Exercise data START
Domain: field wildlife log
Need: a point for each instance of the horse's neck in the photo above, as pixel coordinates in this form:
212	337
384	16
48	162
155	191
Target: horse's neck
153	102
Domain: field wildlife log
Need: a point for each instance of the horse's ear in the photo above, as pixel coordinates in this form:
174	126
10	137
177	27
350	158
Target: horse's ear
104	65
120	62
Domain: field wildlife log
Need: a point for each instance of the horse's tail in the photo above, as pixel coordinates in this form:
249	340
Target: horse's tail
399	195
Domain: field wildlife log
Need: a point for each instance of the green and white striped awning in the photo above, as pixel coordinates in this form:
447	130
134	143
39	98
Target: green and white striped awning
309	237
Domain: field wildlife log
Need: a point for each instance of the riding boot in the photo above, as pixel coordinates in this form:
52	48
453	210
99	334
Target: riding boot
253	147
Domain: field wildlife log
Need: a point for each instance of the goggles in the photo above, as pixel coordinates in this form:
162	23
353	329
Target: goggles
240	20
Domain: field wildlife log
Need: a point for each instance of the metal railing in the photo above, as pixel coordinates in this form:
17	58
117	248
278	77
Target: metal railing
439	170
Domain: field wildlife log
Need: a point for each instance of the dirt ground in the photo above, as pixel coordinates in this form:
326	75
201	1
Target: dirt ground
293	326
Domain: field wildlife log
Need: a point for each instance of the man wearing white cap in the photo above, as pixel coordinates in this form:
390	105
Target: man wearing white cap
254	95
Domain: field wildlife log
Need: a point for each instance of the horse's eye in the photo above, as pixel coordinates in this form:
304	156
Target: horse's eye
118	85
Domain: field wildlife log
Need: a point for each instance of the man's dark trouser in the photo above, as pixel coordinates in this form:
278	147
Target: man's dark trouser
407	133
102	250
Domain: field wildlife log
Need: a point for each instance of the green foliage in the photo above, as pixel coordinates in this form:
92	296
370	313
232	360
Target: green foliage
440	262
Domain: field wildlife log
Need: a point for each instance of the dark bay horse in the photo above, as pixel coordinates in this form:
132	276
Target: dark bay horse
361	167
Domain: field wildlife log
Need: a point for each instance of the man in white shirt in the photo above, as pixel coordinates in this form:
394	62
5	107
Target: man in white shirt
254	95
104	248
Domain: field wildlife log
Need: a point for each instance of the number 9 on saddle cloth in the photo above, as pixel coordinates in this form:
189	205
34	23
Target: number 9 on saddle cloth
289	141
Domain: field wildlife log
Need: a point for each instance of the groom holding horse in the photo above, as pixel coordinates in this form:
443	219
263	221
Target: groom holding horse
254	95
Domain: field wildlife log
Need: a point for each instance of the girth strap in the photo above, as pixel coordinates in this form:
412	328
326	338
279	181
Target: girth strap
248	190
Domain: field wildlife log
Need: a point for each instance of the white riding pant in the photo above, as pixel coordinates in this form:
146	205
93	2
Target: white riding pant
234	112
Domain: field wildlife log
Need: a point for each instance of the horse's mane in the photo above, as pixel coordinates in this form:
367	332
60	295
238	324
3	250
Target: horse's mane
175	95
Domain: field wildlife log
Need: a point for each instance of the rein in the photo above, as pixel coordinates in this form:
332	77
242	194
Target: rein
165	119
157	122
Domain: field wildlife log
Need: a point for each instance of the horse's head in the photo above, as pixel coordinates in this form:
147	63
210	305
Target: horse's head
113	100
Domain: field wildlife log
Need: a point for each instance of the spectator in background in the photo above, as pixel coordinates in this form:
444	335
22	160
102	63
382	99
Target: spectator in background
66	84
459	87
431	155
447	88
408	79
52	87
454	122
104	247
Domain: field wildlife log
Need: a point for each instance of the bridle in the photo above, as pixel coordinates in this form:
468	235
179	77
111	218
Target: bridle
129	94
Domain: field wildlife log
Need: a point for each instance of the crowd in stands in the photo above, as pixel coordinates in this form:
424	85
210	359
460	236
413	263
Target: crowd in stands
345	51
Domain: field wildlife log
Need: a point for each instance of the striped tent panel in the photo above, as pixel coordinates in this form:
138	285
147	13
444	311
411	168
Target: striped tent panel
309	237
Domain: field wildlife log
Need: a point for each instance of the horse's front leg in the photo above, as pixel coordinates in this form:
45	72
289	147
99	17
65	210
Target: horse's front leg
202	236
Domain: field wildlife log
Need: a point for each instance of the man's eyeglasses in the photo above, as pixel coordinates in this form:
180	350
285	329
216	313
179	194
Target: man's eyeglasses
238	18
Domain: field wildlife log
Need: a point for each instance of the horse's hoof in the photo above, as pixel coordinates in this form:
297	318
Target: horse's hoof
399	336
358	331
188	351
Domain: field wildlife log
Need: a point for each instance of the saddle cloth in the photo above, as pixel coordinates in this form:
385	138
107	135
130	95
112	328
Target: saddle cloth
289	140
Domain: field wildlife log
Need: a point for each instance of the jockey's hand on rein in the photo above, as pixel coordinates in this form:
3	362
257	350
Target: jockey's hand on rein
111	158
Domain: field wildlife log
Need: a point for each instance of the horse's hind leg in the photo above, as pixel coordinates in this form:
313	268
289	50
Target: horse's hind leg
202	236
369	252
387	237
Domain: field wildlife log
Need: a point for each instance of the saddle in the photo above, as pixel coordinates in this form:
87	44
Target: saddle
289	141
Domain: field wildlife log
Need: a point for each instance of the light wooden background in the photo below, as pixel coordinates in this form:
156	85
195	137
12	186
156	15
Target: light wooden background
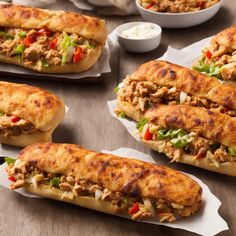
89	124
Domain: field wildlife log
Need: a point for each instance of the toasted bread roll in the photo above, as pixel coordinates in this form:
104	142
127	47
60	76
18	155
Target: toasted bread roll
28	114
192	135
161	82
50	41
219	58
105	182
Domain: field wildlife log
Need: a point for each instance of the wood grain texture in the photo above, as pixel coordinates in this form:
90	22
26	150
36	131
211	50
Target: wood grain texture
89	124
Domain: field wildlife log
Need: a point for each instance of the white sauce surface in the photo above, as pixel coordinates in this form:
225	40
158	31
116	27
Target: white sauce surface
140	31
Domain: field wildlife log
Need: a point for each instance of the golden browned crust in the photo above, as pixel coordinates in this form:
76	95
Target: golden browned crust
228	168
41	108
192	82
208	124
84	201
145	180
24	140
81	66
58	21
226	38
129	110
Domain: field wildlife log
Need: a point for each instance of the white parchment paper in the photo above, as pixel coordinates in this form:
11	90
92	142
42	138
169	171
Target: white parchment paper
203	223
206	222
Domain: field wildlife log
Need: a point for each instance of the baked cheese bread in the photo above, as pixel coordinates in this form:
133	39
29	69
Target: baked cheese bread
219	58
162	82
192	135
28	114
105	182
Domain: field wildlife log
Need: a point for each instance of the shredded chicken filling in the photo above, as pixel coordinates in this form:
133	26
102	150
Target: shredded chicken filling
175	145
11	125
219	61
143	94
177	6
73	187
43	47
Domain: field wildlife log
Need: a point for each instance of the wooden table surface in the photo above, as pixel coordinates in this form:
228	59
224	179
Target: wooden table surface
89	124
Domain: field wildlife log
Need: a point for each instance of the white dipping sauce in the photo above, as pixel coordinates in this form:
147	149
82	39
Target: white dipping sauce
140	31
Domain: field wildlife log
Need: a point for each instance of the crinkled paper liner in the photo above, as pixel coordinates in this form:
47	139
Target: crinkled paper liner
207	221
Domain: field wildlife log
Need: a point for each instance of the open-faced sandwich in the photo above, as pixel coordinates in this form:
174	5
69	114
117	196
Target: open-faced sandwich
28	114
50	41
192	135
161	82
104	182
219	58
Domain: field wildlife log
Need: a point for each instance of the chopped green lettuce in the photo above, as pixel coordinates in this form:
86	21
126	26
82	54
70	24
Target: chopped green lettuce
9	160
141	124
55	182
211	70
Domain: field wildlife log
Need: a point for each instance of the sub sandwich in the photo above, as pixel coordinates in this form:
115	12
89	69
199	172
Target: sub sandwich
105	182
50	41
28	114
219	58
161	82
192	135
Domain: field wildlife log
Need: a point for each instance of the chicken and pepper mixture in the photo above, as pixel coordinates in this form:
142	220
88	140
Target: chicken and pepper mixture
177	6
218	61
138	208
176	142
43	47
144	94
11	125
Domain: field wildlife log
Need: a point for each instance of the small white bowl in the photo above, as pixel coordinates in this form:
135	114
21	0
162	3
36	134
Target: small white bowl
138	45
100	3
178	20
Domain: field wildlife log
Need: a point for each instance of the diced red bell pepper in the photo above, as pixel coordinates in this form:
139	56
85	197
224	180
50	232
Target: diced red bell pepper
31	38
53	43
147	134
150	5
12	178
134	209
45	31
78	55
201	4
15	119
208	54
201	155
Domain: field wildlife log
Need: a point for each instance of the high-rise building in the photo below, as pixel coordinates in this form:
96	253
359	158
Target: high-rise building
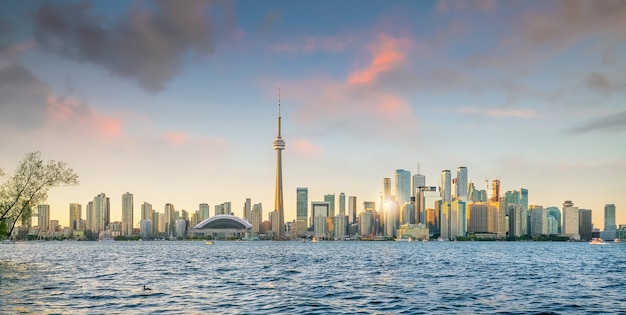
461	182
570	220
584	224
279	146
127	214
203	212
342	204
352	210
247	209
402	186
330	198
302	210
75	215
495	190
446	186
43	218
610	228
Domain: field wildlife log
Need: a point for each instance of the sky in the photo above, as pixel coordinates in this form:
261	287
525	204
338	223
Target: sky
176	101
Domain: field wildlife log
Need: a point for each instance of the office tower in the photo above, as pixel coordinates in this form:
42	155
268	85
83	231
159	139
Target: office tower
279	146
352	211
461	182
100	213
146	211
330	198
386	189
320	211
446	186
538	221
402	186
610	229
247	208
570	220
168	219
584	224
43	218
495	190
419	180
75	215
203	212
127	214
302	209
342	204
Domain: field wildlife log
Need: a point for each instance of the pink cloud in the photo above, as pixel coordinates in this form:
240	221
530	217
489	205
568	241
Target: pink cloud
175	138
388	53
71	113
306	148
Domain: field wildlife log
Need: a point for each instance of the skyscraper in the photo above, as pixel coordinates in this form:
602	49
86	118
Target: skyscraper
75	215
461	182
302	210
342	204
127	214
403	186
279	146
446	186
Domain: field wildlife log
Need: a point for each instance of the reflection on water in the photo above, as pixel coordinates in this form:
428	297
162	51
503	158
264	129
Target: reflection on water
317	278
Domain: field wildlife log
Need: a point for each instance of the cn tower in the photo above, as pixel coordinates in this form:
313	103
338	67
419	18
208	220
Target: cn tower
279	146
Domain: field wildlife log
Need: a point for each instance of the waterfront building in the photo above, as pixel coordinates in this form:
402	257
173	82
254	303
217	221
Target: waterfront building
584	224
446	186
538	221
419	180
610	228
302	209
402	186
352	210
43	218
279	146
145	229
75	215
203	211
146	211
461	183
415	231
127	214
330	199
570	220
495	190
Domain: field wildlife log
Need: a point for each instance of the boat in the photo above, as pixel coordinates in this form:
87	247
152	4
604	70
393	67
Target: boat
596	241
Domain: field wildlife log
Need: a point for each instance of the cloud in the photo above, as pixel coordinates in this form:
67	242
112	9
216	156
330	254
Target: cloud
501	112
611	123
75	116
175	138
148	45
388	53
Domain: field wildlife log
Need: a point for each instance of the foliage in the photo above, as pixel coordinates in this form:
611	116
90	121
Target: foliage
29	186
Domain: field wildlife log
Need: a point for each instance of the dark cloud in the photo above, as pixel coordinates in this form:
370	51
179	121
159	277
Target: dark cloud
23	102
613	123
148	44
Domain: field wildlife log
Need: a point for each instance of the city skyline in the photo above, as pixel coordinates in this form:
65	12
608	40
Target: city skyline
526	93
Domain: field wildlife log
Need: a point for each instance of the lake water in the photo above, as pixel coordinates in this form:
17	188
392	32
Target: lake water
312	278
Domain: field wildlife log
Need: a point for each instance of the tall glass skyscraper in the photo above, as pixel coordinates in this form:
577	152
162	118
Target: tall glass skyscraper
446	186
461	182
403	186
302	210
127	214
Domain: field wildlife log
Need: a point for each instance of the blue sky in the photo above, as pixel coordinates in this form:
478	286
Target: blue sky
176	101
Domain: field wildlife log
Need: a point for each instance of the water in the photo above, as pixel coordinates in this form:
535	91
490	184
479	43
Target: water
312	278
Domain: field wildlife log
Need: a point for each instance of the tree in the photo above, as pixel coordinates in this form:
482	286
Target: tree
29	186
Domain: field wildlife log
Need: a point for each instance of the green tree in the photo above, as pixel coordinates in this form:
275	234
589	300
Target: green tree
29	186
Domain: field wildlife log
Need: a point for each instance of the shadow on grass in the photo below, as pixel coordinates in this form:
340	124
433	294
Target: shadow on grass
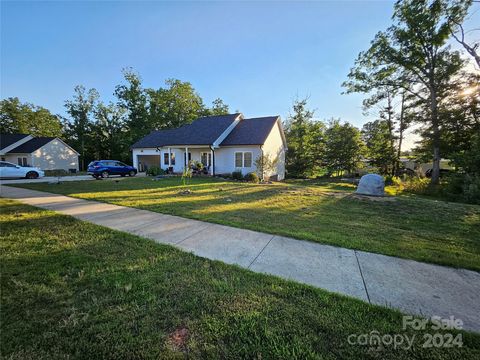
80	290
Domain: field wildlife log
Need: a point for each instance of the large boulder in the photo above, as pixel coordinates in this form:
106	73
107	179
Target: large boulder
371	184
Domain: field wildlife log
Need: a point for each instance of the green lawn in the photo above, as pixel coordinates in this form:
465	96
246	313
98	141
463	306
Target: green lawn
408	226
71	289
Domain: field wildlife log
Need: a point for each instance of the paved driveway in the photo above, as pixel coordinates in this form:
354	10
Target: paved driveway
411	286
55	178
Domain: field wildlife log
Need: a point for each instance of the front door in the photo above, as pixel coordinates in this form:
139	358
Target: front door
186	162
206	159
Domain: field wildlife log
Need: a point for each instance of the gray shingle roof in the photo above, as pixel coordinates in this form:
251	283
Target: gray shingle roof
9	139
250	131
32	145
203	131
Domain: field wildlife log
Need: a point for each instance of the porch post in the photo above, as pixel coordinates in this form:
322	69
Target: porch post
211	162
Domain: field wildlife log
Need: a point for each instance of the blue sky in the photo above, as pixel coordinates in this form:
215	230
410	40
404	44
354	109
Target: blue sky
256	56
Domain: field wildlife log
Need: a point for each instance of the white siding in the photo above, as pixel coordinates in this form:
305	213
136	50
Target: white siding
274	147
179	156
13	158
55	155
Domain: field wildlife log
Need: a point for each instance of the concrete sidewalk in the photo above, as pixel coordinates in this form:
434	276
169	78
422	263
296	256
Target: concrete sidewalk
411	286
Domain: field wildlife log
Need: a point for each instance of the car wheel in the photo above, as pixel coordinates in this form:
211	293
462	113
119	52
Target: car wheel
32	175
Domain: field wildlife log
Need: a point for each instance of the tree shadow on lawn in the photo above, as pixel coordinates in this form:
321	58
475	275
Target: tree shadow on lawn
85	291
437	233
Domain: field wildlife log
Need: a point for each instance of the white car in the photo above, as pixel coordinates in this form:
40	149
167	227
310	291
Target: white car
9	170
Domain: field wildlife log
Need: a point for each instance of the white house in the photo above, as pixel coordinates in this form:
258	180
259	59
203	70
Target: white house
46	153
223	143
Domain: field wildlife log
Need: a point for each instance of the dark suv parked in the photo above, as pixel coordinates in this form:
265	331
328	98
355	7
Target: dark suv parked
105	168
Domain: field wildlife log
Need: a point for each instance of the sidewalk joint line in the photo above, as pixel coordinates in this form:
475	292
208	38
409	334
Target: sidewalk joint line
196	233
361	274
256	257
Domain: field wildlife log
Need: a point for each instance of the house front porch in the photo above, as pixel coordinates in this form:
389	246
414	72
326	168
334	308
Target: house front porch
174	158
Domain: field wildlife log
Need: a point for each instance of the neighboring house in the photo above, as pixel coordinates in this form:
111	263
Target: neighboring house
223	143
46	153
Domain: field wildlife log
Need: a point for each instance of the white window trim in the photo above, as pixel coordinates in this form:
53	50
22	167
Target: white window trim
243	159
Exercise data END
*The problem*:
The answer is every line in the data where the word "below" appears.

*Answer for this exercise*:
Need: a point for each instance of the light wooden background in the photo below, as pixel coordinates in this form:
Need: a point for each instance of the high-rise building in the photo below, as pixel coordinates in this form:
Need: a point for each instance of the shadow on grass in the photo below, as pixel coordinates in this form:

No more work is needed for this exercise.